++++ TASK MATERIAL ++++

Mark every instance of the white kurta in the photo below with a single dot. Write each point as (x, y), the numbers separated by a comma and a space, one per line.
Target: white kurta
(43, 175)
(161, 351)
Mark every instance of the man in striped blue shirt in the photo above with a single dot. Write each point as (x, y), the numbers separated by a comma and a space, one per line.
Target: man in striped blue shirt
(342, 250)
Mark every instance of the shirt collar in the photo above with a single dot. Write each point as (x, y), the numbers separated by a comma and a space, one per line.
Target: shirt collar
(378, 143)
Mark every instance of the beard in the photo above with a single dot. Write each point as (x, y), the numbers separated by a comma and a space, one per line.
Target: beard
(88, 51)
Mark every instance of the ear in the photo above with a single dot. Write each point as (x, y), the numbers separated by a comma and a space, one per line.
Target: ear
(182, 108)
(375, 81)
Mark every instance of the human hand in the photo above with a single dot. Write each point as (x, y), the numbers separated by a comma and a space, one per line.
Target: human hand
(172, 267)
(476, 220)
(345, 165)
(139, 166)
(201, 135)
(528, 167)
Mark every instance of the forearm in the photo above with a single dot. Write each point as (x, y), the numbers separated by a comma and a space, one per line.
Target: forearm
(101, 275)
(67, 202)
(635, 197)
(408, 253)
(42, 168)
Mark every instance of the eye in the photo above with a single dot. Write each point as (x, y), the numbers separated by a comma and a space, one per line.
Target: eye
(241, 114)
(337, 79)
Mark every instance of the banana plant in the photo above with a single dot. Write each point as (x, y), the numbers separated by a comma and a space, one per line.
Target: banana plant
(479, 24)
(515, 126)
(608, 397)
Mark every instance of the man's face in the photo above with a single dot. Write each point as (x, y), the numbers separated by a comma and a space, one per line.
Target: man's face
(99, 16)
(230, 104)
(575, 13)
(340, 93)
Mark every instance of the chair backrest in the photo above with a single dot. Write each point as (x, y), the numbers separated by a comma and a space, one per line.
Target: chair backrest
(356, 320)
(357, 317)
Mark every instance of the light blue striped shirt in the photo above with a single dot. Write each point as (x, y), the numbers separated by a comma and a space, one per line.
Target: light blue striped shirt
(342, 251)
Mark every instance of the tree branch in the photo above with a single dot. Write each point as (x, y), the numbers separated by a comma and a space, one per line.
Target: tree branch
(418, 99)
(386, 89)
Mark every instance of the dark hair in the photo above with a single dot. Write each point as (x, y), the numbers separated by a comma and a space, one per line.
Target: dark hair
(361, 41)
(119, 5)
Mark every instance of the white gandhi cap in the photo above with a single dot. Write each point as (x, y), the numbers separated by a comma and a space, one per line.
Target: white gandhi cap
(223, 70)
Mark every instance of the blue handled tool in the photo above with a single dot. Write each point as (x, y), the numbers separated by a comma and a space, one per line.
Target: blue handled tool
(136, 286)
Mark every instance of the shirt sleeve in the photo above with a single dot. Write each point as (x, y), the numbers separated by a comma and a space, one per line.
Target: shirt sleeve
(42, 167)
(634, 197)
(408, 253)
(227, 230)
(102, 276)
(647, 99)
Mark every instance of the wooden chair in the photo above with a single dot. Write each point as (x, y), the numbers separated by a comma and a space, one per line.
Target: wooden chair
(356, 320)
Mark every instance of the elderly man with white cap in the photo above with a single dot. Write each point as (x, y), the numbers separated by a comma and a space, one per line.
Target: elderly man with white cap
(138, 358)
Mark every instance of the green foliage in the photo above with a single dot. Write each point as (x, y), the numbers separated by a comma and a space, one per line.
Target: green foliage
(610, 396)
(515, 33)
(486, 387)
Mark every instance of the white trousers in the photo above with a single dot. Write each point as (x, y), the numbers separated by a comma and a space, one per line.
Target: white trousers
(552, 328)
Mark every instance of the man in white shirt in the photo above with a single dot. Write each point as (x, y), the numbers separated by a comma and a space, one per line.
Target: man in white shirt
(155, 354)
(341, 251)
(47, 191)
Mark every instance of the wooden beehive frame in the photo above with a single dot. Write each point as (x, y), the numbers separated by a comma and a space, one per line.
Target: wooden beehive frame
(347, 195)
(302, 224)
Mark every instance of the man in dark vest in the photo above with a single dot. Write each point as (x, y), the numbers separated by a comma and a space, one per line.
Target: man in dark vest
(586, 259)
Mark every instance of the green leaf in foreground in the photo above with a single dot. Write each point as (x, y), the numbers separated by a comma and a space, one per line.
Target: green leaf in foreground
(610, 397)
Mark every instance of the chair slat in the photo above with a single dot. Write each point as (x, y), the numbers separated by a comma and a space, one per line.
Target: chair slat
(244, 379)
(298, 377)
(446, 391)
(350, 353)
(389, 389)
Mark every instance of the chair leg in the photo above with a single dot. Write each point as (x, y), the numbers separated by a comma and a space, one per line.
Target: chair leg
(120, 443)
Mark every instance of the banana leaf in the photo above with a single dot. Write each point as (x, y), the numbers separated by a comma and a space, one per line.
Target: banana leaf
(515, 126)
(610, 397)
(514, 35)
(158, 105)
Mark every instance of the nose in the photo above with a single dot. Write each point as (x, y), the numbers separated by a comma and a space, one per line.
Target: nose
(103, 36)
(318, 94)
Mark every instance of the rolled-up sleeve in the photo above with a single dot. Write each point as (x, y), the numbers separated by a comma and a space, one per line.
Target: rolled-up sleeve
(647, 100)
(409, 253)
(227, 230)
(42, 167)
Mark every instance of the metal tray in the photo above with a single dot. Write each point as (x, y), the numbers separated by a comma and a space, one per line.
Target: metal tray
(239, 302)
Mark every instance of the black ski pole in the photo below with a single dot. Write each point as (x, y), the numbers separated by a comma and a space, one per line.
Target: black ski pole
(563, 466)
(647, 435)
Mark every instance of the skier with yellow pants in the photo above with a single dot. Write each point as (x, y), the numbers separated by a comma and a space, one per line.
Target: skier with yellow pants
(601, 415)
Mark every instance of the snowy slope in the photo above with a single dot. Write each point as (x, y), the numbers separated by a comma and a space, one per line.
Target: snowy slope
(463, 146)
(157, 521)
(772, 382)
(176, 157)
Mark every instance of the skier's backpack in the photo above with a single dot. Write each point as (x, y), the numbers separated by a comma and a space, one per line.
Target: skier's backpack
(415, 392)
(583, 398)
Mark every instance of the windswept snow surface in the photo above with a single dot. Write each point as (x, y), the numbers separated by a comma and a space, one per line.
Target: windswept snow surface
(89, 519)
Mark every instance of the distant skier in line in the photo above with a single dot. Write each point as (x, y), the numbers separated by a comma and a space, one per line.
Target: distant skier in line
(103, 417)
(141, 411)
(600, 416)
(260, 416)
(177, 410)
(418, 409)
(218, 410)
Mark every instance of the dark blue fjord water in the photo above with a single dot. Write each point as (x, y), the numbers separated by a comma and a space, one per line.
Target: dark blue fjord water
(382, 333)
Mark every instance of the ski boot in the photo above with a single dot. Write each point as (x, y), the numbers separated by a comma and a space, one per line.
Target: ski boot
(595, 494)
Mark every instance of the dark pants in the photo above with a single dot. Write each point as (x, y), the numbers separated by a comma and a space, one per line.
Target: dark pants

++++

### AIM OF THE TASK
Format the rows above as a numbered list, leaving out any blank lines.

### FULL SOLUTION
1. Mark every instance of the white kurta in the photo below with a single dot. Write each point as (x, y), the numbers separated by a comma and a space, one per line.
2. Target: white kurta
3. (43, 175)
4. (161, 351)
5. Mark every instance of the man in striped blue shirt in the photo above with a single dot. Write each point as (x, y), the numbers separated by a comma and a space, one per line.
6. Target: man in striped blue shirt
7. (342, 250)
8. Mark every instance of the shirt collar in the photo above with a single dot. Write each point as (x, y), the numbers separated by a comma and a space, one per line.
9. Target: shirt collar
10. (378, 143)
11. Mark every instance of the beard in the photo above with a single dot. Write each point as (x, y), the numbers separated by a comma and a space, one per line.
12. Target: beard
13. (88, 51)
14. Mark every instance of the ear in the photo above with a single dot. Write each point as (x, y), the numbers separated by a comma and a space, one per line.
15. Target: ear
16. (182, 108)
17. (375, 81)
18. Mark every instance of the human hand in the photo above with a single dot. Write each point as (x, y), the numbers separated by a comma and a space, one per line.
19. Target: human hand
20. (172, 267)
21. (476, 220)
22. (345, 165)
23. (139, 166)
24. (201, 135)
25. (528, 167)
26. Mark every instance of the forearm in the photo above with a single dot. Write each point as (x, y), the numbers separated by a comma and a space, one per line.
27. Target: forearm
28. (101, 275)
29. (67, 202)
30. (635, 197)
31. (408, 253)
32. (42, 168)
33. Mark every instance of the eye in the photo above with a single dot. Write each point as (x, y), the numbers separated by a comma and a space, one per line.
34. Target: eye
35. (241, 114)
36. (337, 79)
37. Mark every instance of the banana plant in the photo above with a single dot. Write each point as (x, y), the numbers separated by a comma and a space, one per line.
38. Target: banana plant
39. (479, 24)
40. (515, 126)
41. (608, 397)
42. Mark every instance of the man's face in the photo above with a single dot. Write each point as (x, y), the numbers separated by a comma and a space, one per line.
43. Target: man's face
44. (99, 16)
45. (230, 104)
46. (575, 13)
47. (340, 93)
48. Mark every instance of the chair backrest in the photo above with a single dot. Write each point as (x, y), the numbers separated by a comma and a space, one per line.
49. Target: chair backrest
50. (356, 320)
51. (357, 317)
52. Mark every instance of the light blue striped shirt in the photo above with a single dot. Write each point as (x, y), the numbers separated by a comma and a space, one per line.
53. Target: light blue striped shirt
54. (342, 251)
55. Mark every instance of the tree branch in the photo above with a single dot. Write each point as (x, y), the numbers separated by a comma and a space, one per line.
56. Target: tree branch
57. (418, 99)
58. (386, 89)
59. Mark every instance of the dark hair in the photo above with a single dot. Write each point as (x, y), the numbers separated by a comma and a space, one per line.
60. Target: dark hair
61. (361, 41)
62. (119, 5)
63. Mark every instance of the white gandhi cap in the photo above with a single dot. Write each point as (x, y), the numbers separated by a comma and a space, one per line.
64. Target: white gandhi cap
65. (223, 70)
66. Mark every instance of the blue handled tool in the photo above with a single dot. Write each point as (x, y), the numbers separated by a comma and a space, one per line.
67. Target: blue handled tool
68. (136, 286)
69. Mark every instance of the shirt sleeve in the photo above with a single dot. Write each point as (x, y), the numbers separated by a comma and a space, one per line.
70. Target: shirt sleeve
71. (42, 167)
72. (634, 197)
73. (408, 253)
74. (227, 230)
75. (102, 276)
76. (647, 99)
77. Mark every instance of the wooden chair in the photo above with a single dot. Write each point as (x, y), the numbers separated by a comma and a space, one per line.
78. Target: wooden chair
79. (356, 320)
80. Mark every instance of the elderly man with white cap in the photo above with a single dot. Write each point as (x, y), the numbers separated by a comma and a space, one per line.
81. Target: elderly man with white cap
82. (138, 358)
83. Mark every instance of the green foliage in the photo above with a single dot. Write each point as (x, y), the numbers separated by a comma and a space, one per line.
84. Target: green foliage
85. (610, 396)
86. (515, 33)
87. (486, 387)
88. Mark every instance of the white trousers in the photo above with a single dot. Write each point as (x, y), the numbers separated by a comma and a space, one per line.
89. Target: white trousers
90. (552, 328)
91. Mark every instance of the man in white shirt in the photo above with a single dot. Write each point as (x, y), the numbers separated by a comma and a space, one per line.
92. Target: man in white shirt
93. (155, 354)
94. (341, 251)
95. (47, 191)
96. Mark every instance of the wooden beehive frame in the photo above with a single dot. Write each point as (x, y), the numbers separated by a comma and a space, one per line.
97. Target: wooden beehive frame
98. (347, 195)
99. (302, 224)
100. Mark every instance of the man in dark vest in the photo above with a single dot. Write each point as (x, y), the numbers separated by a comma and a space, one per line.
101. Target: man in dark vest
102. (586, 259)
103. Mark every instance of the green leaf in foreground in the photo above with a single dot. Write each point as (x, y), the numbers separated by a comma and a space, one per line.
104. Target: green leaf in foreground
105. (610, 397)
106. Mark every instance of the chair slat in the photo above with a single dot. Write each point as (x, y), the numbers separated by a comma and a space, one per line.
107. Target: chair slat
108. (244, 379)
109. (298, 377)
110. (446, 391)
111. (350, 353)
112. (389, 389)
113. Mark every instance of the chair leg in the photo above with a single dot. Write each point as (x, y), the numbers separated by a comma and a space, one per line.
114. Target: chair leg
115. (120, 443)
116. Mark every instance of the banana leaf in the photo above with a single dot. Write each point as (x, y), the numbers separated by a comma and a space, one per line.
117. Target: banana leaf
118. (515, 126)
119. (610, 397)
120. (514, 35)
121. (158, 105)
122. Mark every instance of the nose in the photo above with a single dot. Write each point as (x, y), the numbers separated by a comma and a space, one per line.
123. Target: nose
124. (103, 36)
125. (318, 94)
126. Mark every instance of the rolled-up sleeve in the photo above with a single dot. Write each point as (x, y), the numbers separated by a comma and a space, one per line.
127. Target: rolled-up sleeve
128. (647, 100)
129. (409, 253)
130. (227, 230)
131. (42, 167)
132. Mark every instance of the metal tray in the photo above with a single dot. Write each point as (x, y), the numbers separated by a comma and a space, one per line.
133. Target: metal tray
134. (239, 302)
135. Mark every instance of the black ski pole in the photo below with a single dot. Write each point as (x, y), the numbers separated by a comma and a space, one per line.
136. Target: black ski pole
137. (563, 466)
138. (647, 435)
139. Mark every instance of the skier with yellow pants in the photo above with a single dot. Write each point as (x, y), the numbers separated by a comma and a space, one per line.
140. Target: skier with yellow pants
141. (601, 415)
142. Mark every instance of the snowy slope in the photo above with a single dot. Write each point as (x, y), the numbers separated by a comma and a space, one per line.
143. Target: snowy slope
144. (463, 146)
145. (157, 521)
146. (772, 382)
147. (176, 157)
148. Mark every instance of the skier's backpack in the photo above with a single dot. Write each point as (x, y), the numbers separated by a comma and a space, one per line.
149. Target: skier's backpack
150. (415, 392)
151. (583, 398)
152. Mark every instance of the windswept snow surface in the photo above with a single dot. Write each point as (x, y), the numbers separated by a comma and a space, one per line.
153. Target: windswept snow surface
154. (89, 519)
155. Mark every instance of the distant skier in line in the photo above with a single dot. Write each point as (x, y), the numbers separated by a comma and a space, one per line.
156. Target: distant skier in line
157. (103, 417)
158. (141, 411)
159. (600, 416)
160. (260, 416)
161. (177, 410)
162. (418, 409)
163. (218, 410)
164. Mark every instance of the dark blue fjord water in the photo above with a single dot. Write each point as (x, y), the numbers separated by a comma and a space, one per line.
165. Target: dark blue fjord water
166. (382, 333)
167. Mark every instance of the ski boot in the photo above with a single dot. Write each point as (x, y), the numbers separated by a comma and a space, one per line.
168. Target: ski boot
169. (595, 494)
170. Mark every instance of the dark pants in the photo above with a single dot. Write each point as (x, y), the numbers separated by a comma and a space, one per line.
171. Target: dark pants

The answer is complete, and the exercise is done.